• Quoted text:
Wednesday, May 22, 2013

Another great graphic novel from First Second!

Battling Boy by Paul Pope
Humanity is plagued by monsters. Some snatch children and others eat metal. When the hero Haggard West dies trying to fight the monsters, the hero world on high sends down Battling Boy for his rambling (test), giving him only a place to stay and twelve t-shirts, each with a different trait. Battling Boy may be superhuman, but he's still just a kid. Quickly paced, readers will be pulled into the story only to linger over Pope's stunning drawings and original monsters. While I've already started to reread, the sequel can't come soon enough.

• Stated task: Set down the part of the Battling Boy review starting at "Wednesday, May 22, 2013" and ending at "come soon enough.".

• Data lines:
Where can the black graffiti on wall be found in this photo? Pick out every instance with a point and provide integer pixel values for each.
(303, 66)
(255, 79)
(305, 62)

• Solution to the problem:
Wednesday, May 22, 2013

Another great graphic novel from First Second!

Battling Boy by Paul Pope
Humanity is plagued by monsters. Some snatch children and others eat metal. When the hero Haggard West dies trying to fight the monsters, the hero world on high sends down Battling Boy for his rambling (test), giving him only a place to stay and twelve t-shirts, each with a different trait. Battling Boy may be superhuman, but he's still just a kid. Quickly paced, readers will be pulled into the story only to linger over Pope's stunning drawings and original monsters. While I've already started to reread, the sequel can't come soon enough.